YOUR INSTRUCTIONS >> Return every one of the items below without changing a single character.

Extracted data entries
## START
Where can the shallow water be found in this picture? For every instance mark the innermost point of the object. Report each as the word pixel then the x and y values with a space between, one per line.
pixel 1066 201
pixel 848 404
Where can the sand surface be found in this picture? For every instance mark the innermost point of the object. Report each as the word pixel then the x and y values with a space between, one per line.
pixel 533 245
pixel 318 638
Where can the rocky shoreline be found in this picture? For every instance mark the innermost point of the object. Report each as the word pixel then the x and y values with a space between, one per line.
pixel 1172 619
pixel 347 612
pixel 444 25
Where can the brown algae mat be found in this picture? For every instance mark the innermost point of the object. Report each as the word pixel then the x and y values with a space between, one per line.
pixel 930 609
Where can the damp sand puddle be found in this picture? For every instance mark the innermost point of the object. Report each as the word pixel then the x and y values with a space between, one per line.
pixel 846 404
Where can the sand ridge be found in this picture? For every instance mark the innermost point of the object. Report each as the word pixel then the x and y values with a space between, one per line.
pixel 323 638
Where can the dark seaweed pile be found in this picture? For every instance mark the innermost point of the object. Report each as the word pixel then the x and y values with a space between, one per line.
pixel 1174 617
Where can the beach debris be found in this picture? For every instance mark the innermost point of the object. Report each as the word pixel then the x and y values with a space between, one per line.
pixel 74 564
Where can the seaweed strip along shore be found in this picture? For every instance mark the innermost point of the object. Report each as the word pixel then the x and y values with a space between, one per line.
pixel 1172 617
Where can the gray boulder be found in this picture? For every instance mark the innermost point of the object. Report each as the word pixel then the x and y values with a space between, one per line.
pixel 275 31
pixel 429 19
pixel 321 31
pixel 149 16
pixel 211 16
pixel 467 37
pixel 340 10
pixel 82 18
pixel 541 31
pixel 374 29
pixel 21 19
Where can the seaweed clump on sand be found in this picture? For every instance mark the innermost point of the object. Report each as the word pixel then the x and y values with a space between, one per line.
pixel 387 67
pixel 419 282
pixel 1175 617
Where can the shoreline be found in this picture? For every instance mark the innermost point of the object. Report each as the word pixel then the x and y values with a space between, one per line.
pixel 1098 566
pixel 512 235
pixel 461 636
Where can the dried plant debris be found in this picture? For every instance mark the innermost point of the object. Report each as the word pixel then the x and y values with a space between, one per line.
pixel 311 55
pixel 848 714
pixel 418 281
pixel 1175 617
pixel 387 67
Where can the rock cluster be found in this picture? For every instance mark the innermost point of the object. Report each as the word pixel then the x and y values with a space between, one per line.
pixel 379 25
## END
SOLUTION FOR THIS EXERCISE >>
Where can the shallow water be found in this picture? For every instance mark the innermost point of the object. Report each as the word pixel then the x and y values with a space between, one per line.
pixel 1066 201
pixel 848 404
Where can the sand surface be found in this picture? For every instance mark the innermost point of the object. Report each as the word pixel then the x and y values with a space between, one per line.
pixel 533 245
pixel 318 638
Where can the rocky shoreline be found in this picture? For every instance mark the innermost point of the object. Report each as the word pixel then the x and y values with a space between, one per line.
pixel 1172 619
pixel 347 612
pixel 444 25
Where can the brown algae mat be found in this picture? For every instance mark the innermost point of the object. Report each as the word pixel then the x and y values with a space between, one per line.
pixel 930 609
Where can the damp sand puddle be found in this picture? For every instance mark the innermost point of the object. Report each as the word pixel then the x and y values with a space between, one per line.
pixel 846 404
Where can the sand ridge be found in this picture? For every instance mark the innermost point of the object. Report each as the word pixel then the x and y values with a space between, one per line.
pixel 323 638
Where can the dark seaweed pile be found in this picture? For every instance mark the innermost point of the object. Report each as the word pixel then the x and y values with a space between, one per line.
pixel 1174 617
Where can the beach debris be found in this picture? For every instance mark the innermost point of the object. Report each as the word pixel then the x and y values with a space between, one per line.
pixel 74 564
Where can the seaweed strip along shore be found in this picture? For every instance mark the innermost point of the object. Report each as the word pixel then the x and y values with a space between, one per line.
pixel 1172 617
Where can the gray boulder be found in this picture? For every instance mark the innermost point of the object. Report each as the word pixel then the x and y values with a space between, one per line.
pixel 275 31
pixel 429 19
pixel 321 31
pixel 149 16
pixel 211 16
pixel 467 37
pixel 340 10
pixel 82 18
pixel 541 31
pixel 374 29
pixel 21 19
Where can the seaweed clump on sand be found in this picture? For every instance mark the innermost point of the object. Report each as the word pixel then the x and y values with a space between, one per line.
pixel 387 67
pixel 419 282
pixel 1175 617
Where can the shoreline be found in this picture? For every instance mark the innermost point of the object. Report each as the word pixel then the x and y values with a space between, one per line.
pixel 1098 566
pixel 512 235
pixel 461 636
Where can the dried plant debris be found in this picture? For every instance mark the innermost point of the object. Report each as the word pixel then the x and y values with a space between, one per line.
pixel 311 55
pixel 848 714
pixel 418 281
pixel 1175 617
pixel 387 67
Where can the rock cluster be found in this picture? For every instance mark the innermost point of the object. Report each as the word pixel then the x and y values with a space between, one per line.
pixel 379 25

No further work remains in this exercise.